Problems to solve:
1 - In the records, recast the lines from the one containing "Return the mask of every instance of the green" up to and including the one containing "POLYGON ((109 75, 109" as a JSON list of strings, one string per line, with blank lines omitted.
2 - Continue the post on broadband speeds and contention rates in Auckland from where it stops.

Extract:
———

So it was a great day - and today, I am unavailable.
Just not good enough | Apr 05, 2006 10:00
Some more on broadband provisioning and contention rates - because I know y'all like that stuff. A couple of reader reports on DSL entrench the impression that broadband users on regional exchanges currently get a much better deal than those in high-uptake inner Auckland suburbs.
Nigel Caughey reckons he gets 2Mbit/s "90% of the time" in Paihia, while Stephen Moore says the best he can get on his new 3.5Mbit/s Xtra "Broadband Explorer" connection between 8pm and midnight in Morningside is an unacceptable 275Kbit/s.
Another reader, who left a bogus return address, suggests that "your nOOb friend is probably testing Orcons congestion not Telecoms... Telecom provide the UBS circuit and Orcon the international connectivity which they run rather shall we say ...congested."
I think not. Zach Bagnall (NB: not a n00b) was testing speed to his own web server, which is connected via Orcon; so, as he points out, "the traffic never leaves the Auckland Orcon network, let alone the country."
Zach also notes very similar experiences in Mt Eden reported here and here.

———

[Segmentation dataset records]
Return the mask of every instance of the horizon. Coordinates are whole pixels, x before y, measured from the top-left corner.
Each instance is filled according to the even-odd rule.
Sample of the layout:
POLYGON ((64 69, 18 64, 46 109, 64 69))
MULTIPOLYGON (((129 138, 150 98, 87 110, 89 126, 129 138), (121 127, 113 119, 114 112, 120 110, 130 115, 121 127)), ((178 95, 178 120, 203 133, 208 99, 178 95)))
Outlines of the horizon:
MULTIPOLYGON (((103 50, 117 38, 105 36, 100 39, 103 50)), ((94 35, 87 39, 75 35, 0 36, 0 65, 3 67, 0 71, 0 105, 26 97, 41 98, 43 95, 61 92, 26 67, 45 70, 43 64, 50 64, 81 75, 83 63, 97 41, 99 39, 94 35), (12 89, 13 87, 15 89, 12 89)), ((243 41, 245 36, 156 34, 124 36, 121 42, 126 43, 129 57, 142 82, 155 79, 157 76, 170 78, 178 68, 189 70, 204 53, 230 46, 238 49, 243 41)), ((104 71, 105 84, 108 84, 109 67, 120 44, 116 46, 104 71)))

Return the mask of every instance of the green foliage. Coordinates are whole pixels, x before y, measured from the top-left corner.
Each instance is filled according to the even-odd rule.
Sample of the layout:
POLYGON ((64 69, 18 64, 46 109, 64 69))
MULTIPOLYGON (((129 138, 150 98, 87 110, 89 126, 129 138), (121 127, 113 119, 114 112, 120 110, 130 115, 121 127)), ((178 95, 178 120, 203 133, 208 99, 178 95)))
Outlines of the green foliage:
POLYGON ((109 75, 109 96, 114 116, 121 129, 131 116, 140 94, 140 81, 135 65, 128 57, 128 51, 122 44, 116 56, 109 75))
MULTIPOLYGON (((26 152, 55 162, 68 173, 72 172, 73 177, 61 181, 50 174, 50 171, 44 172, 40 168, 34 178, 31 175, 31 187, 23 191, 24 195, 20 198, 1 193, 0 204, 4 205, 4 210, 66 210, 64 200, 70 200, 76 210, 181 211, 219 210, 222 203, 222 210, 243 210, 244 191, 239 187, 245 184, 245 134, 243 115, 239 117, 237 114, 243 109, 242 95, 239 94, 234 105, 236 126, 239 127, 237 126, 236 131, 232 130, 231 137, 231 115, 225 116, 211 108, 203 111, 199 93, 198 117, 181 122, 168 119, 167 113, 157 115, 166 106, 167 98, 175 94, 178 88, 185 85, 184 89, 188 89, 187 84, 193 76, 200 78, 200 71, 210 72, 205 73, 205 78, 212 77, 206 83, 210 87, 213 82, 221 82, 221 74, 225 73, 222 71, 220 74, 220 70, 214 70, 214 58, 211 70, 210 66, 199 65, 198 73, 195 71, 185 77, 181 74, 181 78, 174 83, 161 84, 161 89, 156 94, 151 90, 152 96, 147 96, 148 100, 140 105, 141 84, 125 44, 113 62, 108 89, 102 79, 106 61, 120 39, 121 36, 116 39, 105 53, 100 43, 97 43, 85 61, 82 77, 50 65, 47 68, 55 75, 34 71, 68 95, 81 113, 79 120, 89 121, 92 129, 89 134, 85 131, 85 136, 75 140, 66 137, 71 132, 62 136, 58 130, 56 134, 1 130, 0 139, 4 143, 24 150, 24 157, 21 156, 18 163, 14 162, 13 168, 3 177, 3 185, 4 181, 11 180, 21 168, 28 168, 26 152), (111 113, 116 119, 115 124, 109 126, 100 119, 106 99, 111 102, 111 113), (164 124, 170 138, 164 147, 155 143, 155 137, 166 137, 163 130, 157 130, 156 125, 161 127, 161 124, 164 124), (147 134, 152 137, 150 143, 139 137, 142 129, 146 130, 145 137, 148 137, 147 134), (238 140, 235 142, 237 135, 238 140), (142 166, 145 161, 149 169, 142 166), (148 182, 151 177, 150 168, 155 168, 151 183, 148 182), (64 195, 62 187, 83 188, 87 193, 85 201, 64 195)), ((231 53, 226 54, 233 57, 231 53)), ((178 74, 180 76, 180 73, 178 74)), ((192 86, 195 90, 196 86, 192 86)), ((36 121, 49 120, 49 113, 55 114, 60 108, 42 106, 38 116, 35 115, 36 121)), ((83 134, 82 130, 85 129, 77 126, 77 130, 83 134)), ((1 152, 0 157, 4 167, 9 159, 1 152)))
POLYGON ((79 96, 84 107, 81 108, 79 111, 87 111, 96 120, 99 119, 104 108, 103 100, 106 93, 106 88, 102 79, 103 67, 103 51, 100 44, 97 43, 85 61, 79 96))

———

Results of the exercise:
1 -
[
  "Return the mask of every instance of the green foliage. Coordinates are whole pixels, x before y, measured from the top-left corner.",
  "Each instance is filled according to the even-odd rule.",
  "Sample of the layout:",
  "POLYGON ((64 69, 18 64, 46 109, 64 69))",
  "MULTIPOLYGON (((129 138, 150 98, 87 110, 89 126, 129 138), (121 127, 113 119, 114 112, 120 110, 130 115, 121 127)), ((178 95, 178 120, 203 133, 208 99, 178 95)))",
  "Outlines of the green foliage:",
  "POLYGON ((109 75, 109 96, 114 116, 121 129, 131 116, 140 94, 140 81, 135 65, 128 57, 128 51, 122 44, 116 56, 109 75))"
]

2 -
I am further led to believe, on a wholly unattributable basis, that two exchanges serve the Mt Eden area, one has only half the backhaul capacity of the other - and it's that one which is flatlining most of the time. Telecom could help by publishing information about the way its exchanges are provisioned, but, um, it doesn't.
If you're curious about the state of your connection, you can try the NZDSL Speedmeter hosted at Orcon. My Wired Country connection is currently showing up at 1.75Mbit/s, which is acceptable to me.
A friend of mine has been trying to get a new DSL connection on. He went to an independent ISP which explained that it wouldn't be able to get Telecom to action the connection inside two weeks. Frustrated, he went to Xtra: two days, sir. Can you say outrageous competitive advantage?
In one last bout of unflattering Telecom news, Juha at Geekzone and Bernard at Sir Humphreys both make note of Barbara Dreaver's excellent scoop about Telecom's behaviour in the Cook Islands, where it owns 60% of the monopoly local telco. Telecom offered a $4m cash bung to the Cooks government (in the form of a dividend; the government owns the other 40% of the company) in an effort to preserve its monopoly hold on the tiny Cooks market. That might seem a lot of money to wave around, but Telecom Cook Islands makes $8 million annual profit from its 12,000 Cooks customers (and, to be fair, however many tourists pay for connectivity during visits).
Oh, and the Cooks get DSL, in the form of 128k and 256k "broadband" services.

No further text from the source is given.